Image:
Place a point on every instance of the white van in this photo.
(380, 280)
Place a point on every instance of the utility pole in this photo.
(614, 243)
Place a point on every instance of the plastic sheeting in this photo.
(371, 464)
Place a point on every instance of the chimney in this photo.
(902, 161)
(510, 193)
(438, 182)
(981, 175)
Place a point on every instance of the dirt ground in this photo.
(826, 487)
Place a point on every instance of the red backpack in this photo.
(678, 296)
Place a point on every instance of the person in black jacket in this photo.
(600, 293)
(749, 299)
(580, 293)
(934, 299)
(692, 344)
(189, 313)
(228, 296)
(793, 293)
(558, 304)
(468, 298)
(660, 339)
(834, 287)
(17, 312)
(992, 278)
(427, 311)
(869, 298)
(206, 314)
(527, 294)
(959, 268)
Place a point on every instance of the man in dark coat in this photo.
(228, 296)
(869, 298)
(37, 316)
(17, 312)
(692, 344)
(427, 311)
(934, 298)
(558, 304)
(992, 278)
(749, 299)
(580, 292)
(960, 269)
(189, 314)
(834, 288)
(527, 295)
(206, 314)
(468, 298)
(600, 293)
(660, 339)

-=-=-=-=-

* **YOUR INSTRUCTIONS**
Please repeat the listing above in full and exactly.

* **ANSWER TO THE TASK**
Image:
Place a point on every instance of the white van in this photo.
(380, 280)
Place a point on every instance of the utility pole in this photo.
(614, 243)
Place a point on every instance of the plastic sheeting in this photo.
(371, 464)
Place a point on every instance of the chimney in this photo.
(902, 161)
(510, 193)
(438, 182)
(981, 175)
Place a point on every instance of the dirt ground in this photo.
(826, 487)
Place a point on every instance of the red backpack in this photo.
(678, 296)
Place a point on every instance of the person in black jacket in this photo.
(600, 293)
(749, 299)
(580, 293)
(934, 299)
(692, 344)
(189, 313)
(228, 296)
(793, 293)
(558, 304)
(468, 298)
(660, 339)
(834, 287)
(17, 312)
(992, 278)
(427, 311)
(869, 298)
(206, 314)
(527, 294)
(959, 268)
Place a point on every instance of the man in dark coat in this photo.
(228, 296)
(869, 298)
(37, 316)
(17, 312)
(692, 344)
(427, 311)
(934, 298)
(558, 304)
(992, 278)
(749, 299)
(580, 292)
(960, 269)
(189, 314)
(834, 288)
(527, 295)
(206, 314)
(468, 298)
(600, 293)
(660, 339)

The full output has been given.